Box annotations for photos
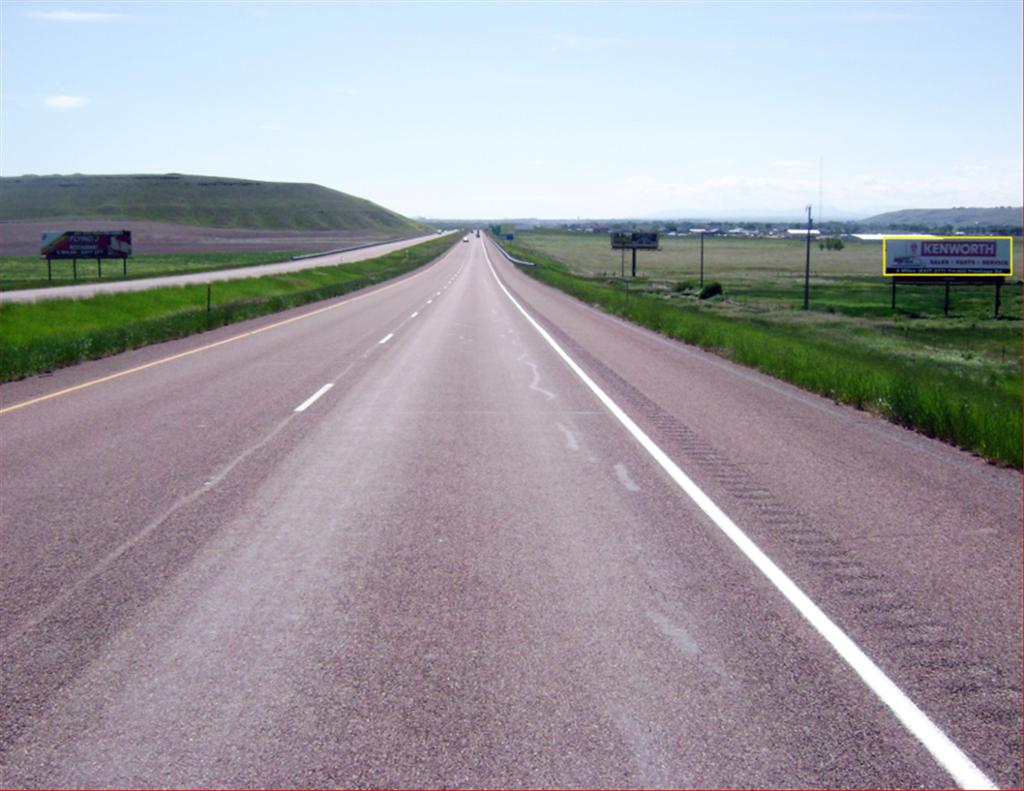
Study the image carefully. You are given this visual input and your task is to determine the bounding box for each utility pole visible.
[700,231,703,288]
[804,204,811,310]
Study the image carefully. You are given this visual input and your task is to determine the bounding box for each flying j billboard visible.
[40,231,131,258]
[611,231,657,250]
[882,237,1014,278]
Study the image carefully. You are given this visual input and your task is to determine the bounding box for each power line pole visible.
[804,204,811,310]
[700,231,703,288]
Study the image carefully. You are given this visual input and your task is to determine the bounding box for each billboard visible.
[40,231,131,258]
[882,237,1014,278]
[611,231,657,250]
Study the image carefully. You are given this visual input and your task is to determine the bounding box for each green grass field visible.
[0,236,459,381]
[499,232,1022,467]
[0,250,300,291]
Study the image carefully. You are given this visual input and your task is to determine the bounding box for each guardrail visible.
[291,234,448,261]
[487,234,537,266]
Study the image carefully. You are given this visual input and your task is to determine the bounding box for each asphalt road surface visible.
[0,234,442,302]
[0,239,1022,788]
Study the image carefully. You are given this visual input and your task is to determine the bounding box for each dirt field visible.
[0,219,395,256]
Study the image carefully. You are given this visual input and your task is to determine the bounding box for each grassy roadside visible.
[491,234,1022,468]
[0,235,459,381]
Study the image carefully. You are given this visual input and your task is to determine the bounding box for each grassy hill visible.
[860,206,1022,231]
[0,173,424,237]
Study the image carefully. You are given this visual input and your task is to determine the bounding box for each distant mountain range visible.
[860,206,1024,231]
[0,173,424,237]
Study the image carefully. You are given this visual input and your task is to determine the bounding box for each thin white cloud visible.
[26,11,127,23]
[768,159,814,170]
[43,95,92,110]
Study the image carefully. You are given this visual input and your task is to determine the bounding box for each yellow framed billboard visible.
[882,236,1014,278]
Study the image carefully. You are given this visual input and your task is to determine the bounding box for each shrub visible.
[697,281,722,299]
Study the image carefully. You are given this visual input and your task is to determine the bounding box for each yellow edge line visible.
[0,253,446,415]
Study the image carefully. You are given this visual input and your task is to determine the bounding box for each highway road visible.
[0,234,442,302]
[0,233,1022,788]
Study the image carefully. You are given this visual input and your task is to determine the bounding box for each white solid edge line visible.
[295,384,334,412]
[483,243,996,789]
==
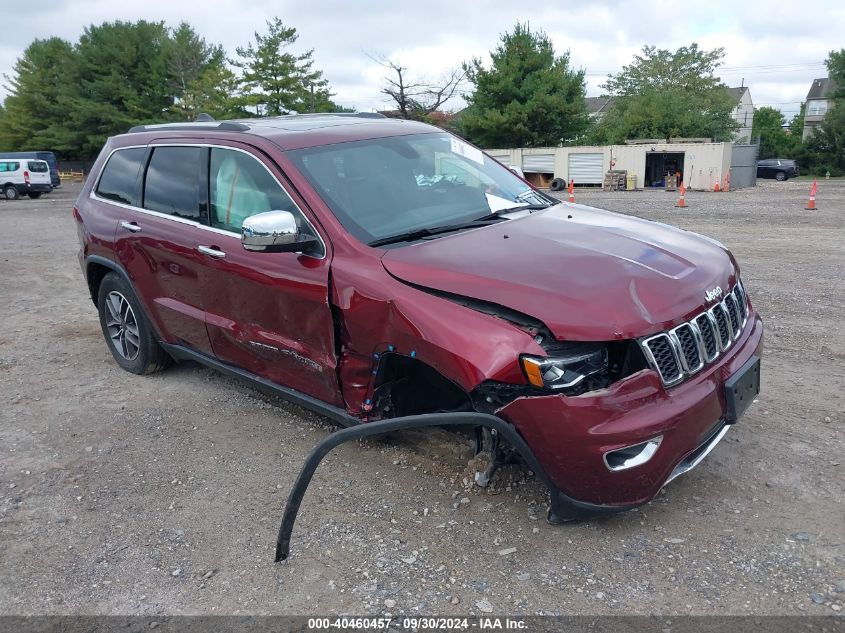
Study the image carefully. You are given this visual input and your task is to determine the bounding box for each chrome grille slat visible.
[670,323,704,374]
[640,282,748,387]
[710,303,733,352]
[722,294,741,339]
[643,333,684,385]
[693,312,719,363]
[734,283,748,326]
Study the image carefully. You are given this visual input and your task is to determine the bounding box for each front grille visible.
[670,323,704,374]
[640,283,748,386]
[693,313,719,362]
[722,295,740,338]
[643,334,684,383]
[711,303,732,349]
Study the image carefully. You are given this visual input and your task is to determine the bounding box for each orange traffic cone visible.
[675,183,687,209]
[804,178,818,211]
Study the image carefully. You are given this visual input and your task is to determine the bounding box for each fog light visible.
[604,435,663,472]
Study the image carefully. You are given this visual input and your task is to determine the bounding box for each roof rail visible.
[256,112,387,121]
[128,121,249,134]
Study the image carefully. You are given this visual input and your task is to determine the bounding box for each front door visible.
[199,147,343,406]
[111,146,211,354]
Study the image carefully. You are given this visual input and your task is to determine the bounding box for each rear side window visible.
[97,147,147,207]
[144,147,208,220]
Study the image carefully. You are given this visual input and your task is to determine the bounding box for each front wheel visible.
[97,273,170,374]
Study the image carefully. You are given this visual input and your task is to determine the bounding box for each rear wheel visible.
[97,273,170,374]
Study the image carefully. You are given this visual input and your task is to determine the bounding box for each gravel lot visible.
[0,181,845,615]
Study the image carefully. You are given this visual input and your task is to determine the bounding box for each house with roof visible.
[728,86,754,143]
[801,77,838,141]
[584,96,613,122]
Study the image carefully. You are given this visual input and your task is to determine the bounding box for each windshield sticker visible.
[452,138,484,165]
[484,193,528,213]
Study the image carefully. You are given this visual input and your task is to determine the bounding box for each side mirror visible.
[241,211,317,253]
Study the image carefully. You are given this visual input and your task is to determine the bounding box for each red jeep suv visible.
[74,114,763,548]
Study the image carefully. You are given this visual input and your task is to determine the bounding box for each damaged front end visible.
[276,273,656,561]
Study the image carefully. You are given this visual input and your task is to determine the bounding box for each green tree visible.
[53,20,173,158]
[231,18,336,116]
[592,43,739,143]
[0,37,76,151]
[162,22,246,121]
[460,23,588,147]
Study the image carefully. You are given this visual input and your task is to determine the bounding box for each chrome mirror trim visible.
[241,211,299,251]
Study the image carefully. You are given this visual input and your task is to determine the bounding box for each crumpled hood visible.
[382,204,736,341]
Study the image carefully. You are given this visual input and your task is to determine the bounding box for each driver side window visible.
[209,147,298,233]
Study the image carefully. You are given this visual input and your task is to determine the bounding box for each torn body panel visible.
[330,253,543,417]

◆ Stated task
Copy the items from the line with "fog light visible." to the line with "[604,435,663,472]", switching "fog light" to "headlight" and keeping everything else the same.

◆ Complete response
Study the image carefully. You are given this visual input and your task is to determine the bounding box for each headlight visible.
[604,435,663,472]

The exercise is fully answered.